(Written exercise a): Which lines of the records contain the word "green"? Pull out each of those lines and copy it.

(Text section):
↓↓↓

The banking sector is constantly exposed to various types of risk, including strategic risk, cybersecurity risk, market risk, liquidity risk, credit risk, and operational risk. Among these, credit risk is arguably the most significant, especially for commercial banks. A credit score is a numeric expression measuring a person’s creditworthiness. Service suppliers sometimes need to evaluate a customer’s credit history in order to determine whether or not to provide a particular service. The term credit scoring is generally used in relation to the computing of credit scores. Traditional credit scores may incorporate a dozen or so variables, but in the age of big data, a customer might have hundreds of data items to be taken into consideration.

Various methods have been developed for credit scoring based on machine learning (ML) techniques. These methods are suitable for dealing with large sets of data, since they allow a deeper data analysis. In this work, our focus was on meeting a specific need, namely a reliable credit scoring system for a relatively new bank (established in 2003). We note that the private banking system in Albania is quite new, and there is little feedback available to inform the design of tools most suitable for Albanian customers. Until now, private Albanian banks have had almost no resources at their disposal that are tailored to their specific needs. Our ultimate aim is the development of a web application tool that the bank can use for customer credit scoring.

When it comes to credit scoring, the best performing machine learning (ML) classification algorithms vary according to the specifics of datasets, of feature selection, along with other factors. Support vector machines (SVM), gradient boosting, and tree-based algorithms (e.g., random forest (RF)) are recognized as valuable methods. However, certain limitations appear to be endemic when applying ML algorithms to credit scoring. These limitations are not due to the poor performance or the lack of sophistication in the algorithms themselves, but rather, they arise from biased data, interpretability, regulations, and scalability. In this work, we focus on the application of these methods in the context of a specific case study in a developing country, Albania. The dataset provided by Credins Bank contains a high degree of imbalance and/or inconsistency, and a large amount of information that is either biased or incomplete. Another closely connected problem is linked to the typology of the customers. Customers in developed countries with well-established economies and financial systems tend to be different in a number of respects from customers in emerging and developing countries such as Albania, where the economy exhibits a high level of informality. Questions relating to data analysis and influencing factors in emerging countries have been investigated in the context of different economic sectors (see, for example, Yang and Li (2018) and Yang et al. (2022)), and not only the commercial banking sector, which is our focus here.

↑↑↑

Entries from a pointing dataset
↓↓↓

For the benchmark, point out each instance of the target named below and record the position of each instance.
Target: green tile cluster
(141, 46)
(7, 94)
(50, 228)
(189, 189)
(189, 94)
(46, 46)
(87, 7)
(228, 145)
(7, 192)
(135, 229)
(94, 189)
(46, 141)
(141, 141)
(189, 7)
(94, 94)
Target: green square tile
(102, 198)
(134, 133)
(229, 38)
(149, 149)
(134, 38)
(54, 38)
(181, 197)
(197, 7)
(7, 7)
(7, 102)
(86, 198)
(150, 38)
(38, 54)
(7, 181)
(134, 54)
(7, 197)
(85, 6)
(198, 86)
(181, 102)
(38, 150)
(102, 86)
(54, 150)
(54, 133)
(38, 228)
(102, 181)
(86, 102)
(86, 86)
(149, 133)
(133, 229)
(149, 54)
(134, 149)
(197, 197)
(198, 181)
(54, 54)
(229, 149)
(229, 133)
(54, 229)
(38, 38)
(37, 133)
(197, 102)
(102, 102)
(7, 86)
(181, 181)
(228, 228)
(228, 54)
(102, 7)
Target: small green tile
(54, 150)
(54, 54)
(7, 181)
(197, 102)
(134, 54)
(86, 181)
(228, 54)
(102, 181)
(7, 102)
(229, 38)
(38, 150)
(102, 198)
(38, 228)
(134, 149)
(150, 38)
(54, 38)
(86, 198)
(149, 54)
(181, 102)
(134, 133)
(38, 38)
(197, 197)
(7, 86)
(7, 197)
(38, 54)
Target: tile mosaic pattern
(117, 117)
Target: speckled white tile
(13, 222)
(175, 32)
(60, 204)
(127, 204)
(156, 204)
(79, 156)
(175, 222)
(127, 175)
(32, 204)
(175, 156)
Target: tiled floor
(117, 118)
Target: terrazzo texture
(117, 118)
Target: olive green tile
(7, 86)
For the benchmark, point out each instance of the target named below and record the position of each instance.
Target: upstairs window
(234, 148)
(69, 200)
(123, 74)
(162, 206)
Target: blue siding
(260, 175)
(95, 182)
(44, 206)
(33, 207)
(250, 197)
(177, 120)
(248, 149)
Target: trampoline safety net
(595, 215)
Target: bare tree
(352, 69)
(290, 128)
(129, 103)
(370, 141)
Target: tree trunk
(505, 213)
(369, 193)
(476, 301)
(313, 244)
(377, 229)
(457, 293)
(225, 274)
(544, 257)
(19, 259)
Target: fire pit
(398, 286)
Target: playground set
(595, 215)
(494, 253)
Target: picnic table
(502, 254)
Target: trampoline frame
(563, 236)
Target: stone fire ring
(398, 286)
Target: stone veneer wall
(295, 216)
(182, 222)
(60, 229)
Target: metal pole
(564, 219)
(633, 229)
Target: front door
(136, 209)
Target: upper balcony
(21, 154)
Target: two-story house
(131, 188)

↑↑↑

(Written exercise b): Can you rewrite the credit scoring text starting at "Various methods have" and ending at "customer credit scoring.", substituting "local" for every "Albanian"?

(Correct response a):
Target: green tile cluster
Target: green square tile
Target: small green tile
Target: olive green tile

(Correct response b):
Various methods have been developed for credit scoring based on machine learning (ML) techniques. These methods are suitable for dealing with large sets of data, since they allow a deeper data analysis. In this work, our focus was on meeting a specific need, namely a reliable credit scoring system for a relatively new bank (established in 2003). We note that the private banking system in Albania is quite new, and there is little feedback available to inform the design of tools most suitable for local customers. Until now, private local banks have had almost no resources at their disposal that are tailored to their specific needs. Our ultimate aim is the development of a web application tool that the bank can use for customer credit scoring.